Exercise task: Rewrite all of the records below, changing each "place a single pin" to "put one marker" and leaving everything else as it is. Leave out the pictures.

Information supplied:
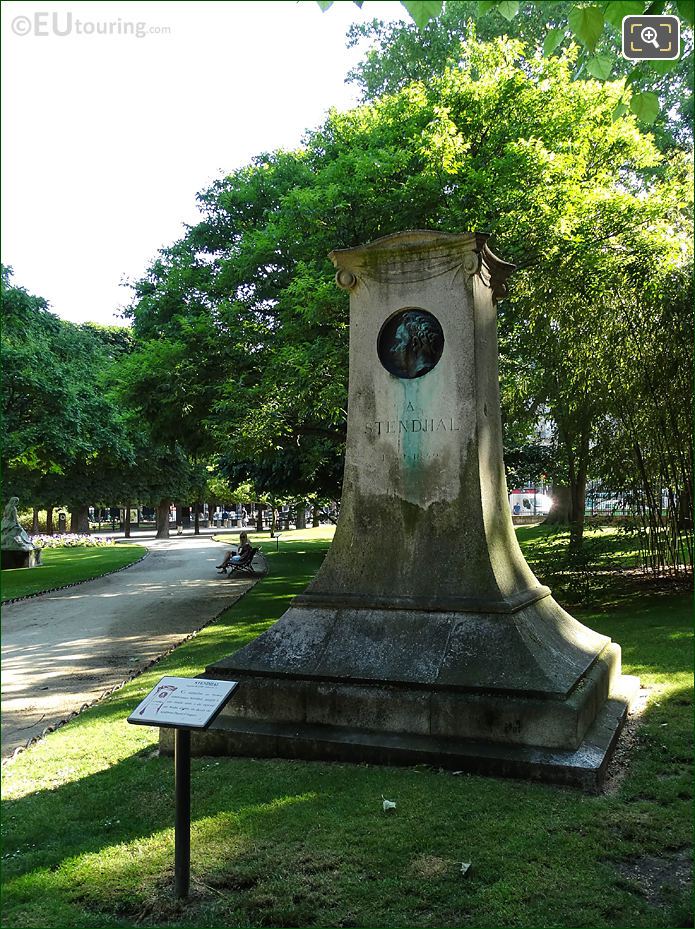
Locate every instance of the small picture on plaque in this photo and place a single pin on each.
(183, 702)
(410, 343)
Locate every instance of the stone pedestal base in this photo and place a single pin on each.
(529, 692)
(583, 767)
(12, 558)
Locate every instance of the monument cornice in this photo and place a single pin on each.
(418, 255)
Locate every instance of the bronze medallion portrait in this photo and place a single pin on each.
(410, 343)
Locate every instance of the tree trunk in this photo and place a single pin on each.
(163, 519)
(301, 516)
(79, 519)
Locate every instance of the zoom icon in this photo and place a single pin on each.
(651, 38)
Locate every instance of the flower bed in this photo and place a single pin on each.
(71, 540)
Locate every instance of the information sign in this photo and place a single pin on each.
(183, 702)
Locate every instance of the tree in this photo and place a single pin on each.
(505, 141)
(64, 441)
(412, 52)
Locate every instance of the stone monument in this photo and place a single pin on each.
(16, 548)
(425, 637)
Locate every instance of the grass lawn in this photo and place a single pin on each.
(88, 813)
(63, 566)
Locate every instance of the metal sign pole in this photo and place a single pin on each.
(182, 830)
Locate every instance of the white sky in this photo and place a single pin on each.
(106, 139)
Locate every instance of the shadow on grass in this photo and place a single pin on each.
(286, 843)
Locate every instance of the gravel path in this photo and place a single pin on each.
(64, 649)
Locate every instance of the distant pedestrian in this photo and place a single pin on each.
(235, 557)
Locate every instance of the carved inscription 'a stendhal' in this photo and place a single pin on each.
(395, 426)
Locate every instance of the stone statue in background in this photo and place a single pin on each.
(14, 538)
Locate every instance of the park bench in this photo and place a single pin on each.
(252, 565)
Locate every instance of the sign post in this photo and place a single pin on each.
(182, 827)
(183, 704)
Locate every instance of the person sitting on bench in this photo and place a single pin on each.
(240, 557)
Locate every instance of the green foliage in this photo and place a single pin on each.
(401, 53)
(645, 106)
(64, 441)
(504, 142)
(586, 23)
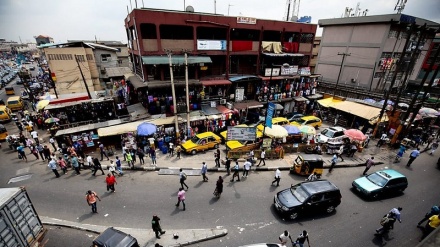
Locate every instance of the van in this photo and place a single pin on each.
(15, 103)
(5, 113)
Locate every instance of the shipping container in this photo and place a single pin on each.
(20, 225)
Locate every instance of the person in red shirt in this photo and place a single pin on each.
(111, 181)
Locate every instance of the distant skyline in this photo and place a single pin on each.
(104, 19)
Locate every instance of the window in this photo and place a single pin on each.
(105, 57)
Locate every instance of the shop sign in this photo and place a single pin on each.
(246, 20)
(289, 70)
(275, 71)
(241, 133)
(304, 71)
(215, 45)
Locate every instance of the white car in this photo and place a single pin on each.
(330, 133)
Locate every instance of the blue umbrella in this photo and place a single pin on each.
(292, 129)
(146, 129)
(370, 100)
(389, 102)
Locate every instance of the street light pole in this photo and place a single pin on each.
(343, 54)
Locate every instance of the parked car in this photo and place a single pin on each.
(308, 197)
(381, 182)
(201, 142)
(330, 133)
(308, 120)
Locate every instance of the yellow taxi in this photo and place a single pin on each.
(15, 103)
(5, 113)
(308, 120)
(201, 142)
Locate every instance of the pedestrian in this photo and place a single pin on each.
(217, 158)
(433, 223)
(435, 210)
(155, 224)
(340, 152)
(178, 151)
(369, 163)
(171, 151)
(246, 167)
(119, 166)
(53, 165)
(130, 160)
(52, 142)
(97, 166)
(302, 238)
(434, 147)
(236, 170)
(334, 161)
(218, 187)
(262, 158)
(40, 150)
(203, 171)
(75, 163)
(382, 140)
(91, 197)
(111, 181)
(284, 237)
(21, 152)
(277, 177)
(46, 152)
(181, 198)
(102, 150)
(141, 155)
(62, 164)
(412, 156)
(182, 178)
(228, 166)
(153, 156)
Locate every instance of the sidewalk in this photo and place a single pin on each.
(146, 237)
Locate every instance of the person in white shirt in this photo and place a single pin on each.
(247, 166)
(277, 177)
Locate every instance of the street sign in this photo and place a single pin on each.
(269, 114)
(241, 133)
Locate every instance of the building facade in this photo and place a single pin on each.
(229, 58)
(363, 51)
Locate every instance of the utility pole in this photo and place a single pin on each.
(82, 75)
(174, 94)
(343, 54)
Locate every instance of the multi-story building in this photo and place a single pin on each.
(363, 51)
(63, 61)
(43, 39)
(229, 58)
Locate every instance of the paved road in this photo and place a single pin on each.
(245, 208)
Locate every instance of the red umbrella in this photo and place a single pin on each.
(355, 134)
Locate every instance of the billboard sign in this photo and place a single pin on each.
(241, 133)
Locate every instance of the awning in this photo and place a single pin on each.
(136, 82)
(215, 82)
(249, 104)
(175, 59)
(299, 99)
(328, 102)
(367, 112)
(314, 96)
(167, 84)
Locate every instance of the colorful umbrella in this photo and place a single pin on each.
(308, 130)
(291, 130)
(52, 120)
(42, 103)
(428, 112)
(146, 129)
(355, 134)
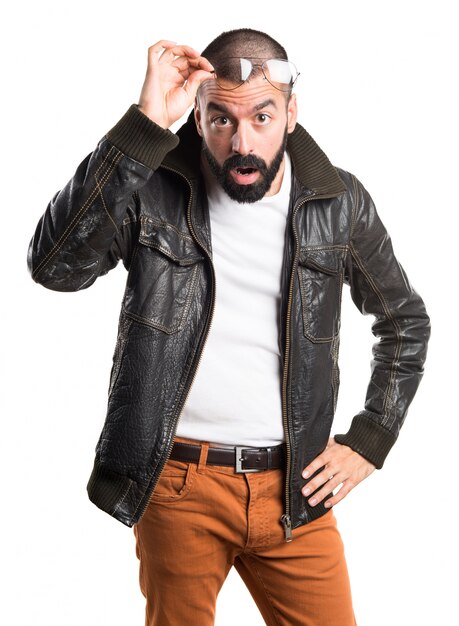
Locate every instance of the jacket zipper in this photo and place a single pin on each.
(206, 331)
(285, 518)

Solution to the problem:
Locate every instance of the small picture on plaque in this photo and put one marker on each.
(183, 702)
(410, 343)
Locate every instance of the stone pedestal base in this photo and put one marker on each.
(529, 692)
(583, 767)
(12, 558)
Locate every instance of the monument cornice in this photo and put one marker on each.
(418, 255)
Locate every instance of the bronze medallion portrait in this photo and put one marker on each.
(410, 343)
Locate every instance of the tree trunk in this photo and put one marker on each.
(163, 519)
(301, 516)
(79, 519)
Locate every instance of the zoom icon in this photo and put one marker on each.
(651, 38)
Locate every instance of the flower bed in this photo and put one marker on each.
(71, 540)
Locate every instance of the information sign in this photo and put one marker on each.
(183, 702)
Locate every instance of the tree in this photo and put one marker on each.
(505, 141)
(64, 441)
(412, 52)
Locate every instance of the stone monument in this photo and put one marker on each.
(16, 548)
(425, 637)
Locate every instance of the grass lawn in this photo and put one marker on each.
(88, 813)
(63, 566)
Locate every instance of the metal sign pole in this photo and put one marker on each.
(182, 830)
Locate every instance of the white sky in this photo and put one marker on each.
(106, 139)
Locate every instance of the shadow on grass in this photo and put one marker on each.
(286, 843)
Locate every instance of the gravel path in this photo and put one marker on each.
(64, 649)
Locate every instance of the distant pedestrian in this photo and put one marker on each.
(235, 557)
Locate every instance of the carved inscription 'a stendhal' in this photo and put one marker on each.
(395, 426)
Locate every instance of the stone statue in background in this photo and put one marker on each.
(14, 538)
Locate every instance of the park bench in this photo and put one marker on each.
(252, 565)
Locate every instance of the sign post in this photo and put one marker on each.
(182, 827)
(183, 704)
Locate every instance of the person sitting on bench in this photo and put one marker on each.
(240, 557)
Locate every instance of the green foliage in this photo and put one marker on each.
(401, 53)
(645, 106)
(64, 441)
(504, 142)
(586, 23)
Locate every instance of the van in this photo and put one marker on each.
(15, 103)
(5, 113)
Locate every instance of the shipping container in this photo and put one marker on each.
(20, 225)
Locate every instance of the person in red shirt in this photo and put one marker on each.
(111, 181)
Locate every instance of the distant skyline in this photo and put one marker on each.
(104, 19)
Locate every instance of the window in this photo and put one marker on each.
(105, 57)
Locate every instance of the shop sign in this photo and put one marker on each.
(246, 20)
(289, 70)
(275, 71)
(241, 133)
(304, 71)
(215, 45)
Locate every instance of the white car in this photo and put one marker on each.
(330, 133)
Locate every instance of the blue umbrella in this photo and put one marker on each.
(292, 129)
(146, 129)
(370, 100)
(389, 102)
Locate every instance of the street light pole in this photo and put one marker on each.
(343, 54)
Locate every instance of the parked car in this photo and put one marker on each.
(308, 197)
(381, 182)
(201, 142)
(330, 133)
(308, 120)
Locate every instance of the yellow taxi in this photo and put one marker on each.
(15, 103)
(5, 113)
(308, 120)
(201, 142)
Locate every instance of the pedestrian in this photo and put one marker on each.
(217, 158)
(433, 223)
(435, 210)
(155, 224)
(340, 152)
(178, 151)
(369, 163)
(171, 151)
(246, 167)
(119, 166)
(53, 165)
(130, 160)
(52, 142)
(97, 166)
(302, 238)
(434, 147)
(236, 170)
(334, 161)
(218, 187)
(262, 158)
(40, 150)
(203, 171)
(75, 163)
(382, 140)
(91, 197)
(111, 181)
(284, 237)
(21, 152)
(277, 177)
(46, 152)
(181, 198)
(102, 150)
(141, 155)
(62, 164)
(412, 156)
(182, 178)
(228, 166)
(153, 156)
Locate every instance of the sidewalk in this photo and put one marker on each.
(146, 237)
Locate every instance of the person in white shirt in this photo and put one marker on each.
(247, 166)
(277, 177)
Locate every instance of the street sign in this photo and put one marker on each.
(269, 114)
(241, 133)
Locate every instance of the building facade in this photo and put one marker on each.
(229, 58)
(363, 51)
Locate every instance of the utility pole in this photo and put one marker on each.
(82, 75)
(174, 94)
(343, 54)
Locate every instance of the multi-story building in this photo and put one marker on each.
(363, 51)
(63, 61)
(43, 39)
(229, 58)
Locate every instance of the paved road in this photo and put one marker on each.
(245, 208)
Locate every instance of the red umbrella in this photo and put one marker on each.
(355, 134)
Locate every instance of the billboard sign in this photo and put one marker on each.
(241, 133)
Locate every instance of the awning in this photo and put one marker on each.
(136, 82)
(215, 82)
(249, 104)
(175, 59)
(299, 99)
(328, 102)
(367, 112)
(314, 96)
(167, 84)
Locate every instance of the colorful umbrella in this photo and put one marker on each.
(308, 130)
(291, 130)
(52, 120)
(42, 103)
(428, 112)
(146, 129)
(355, 134)
Locate every instance of the jacket zipper in this photo and put one marker on each.
(206, 331)
(285, 518)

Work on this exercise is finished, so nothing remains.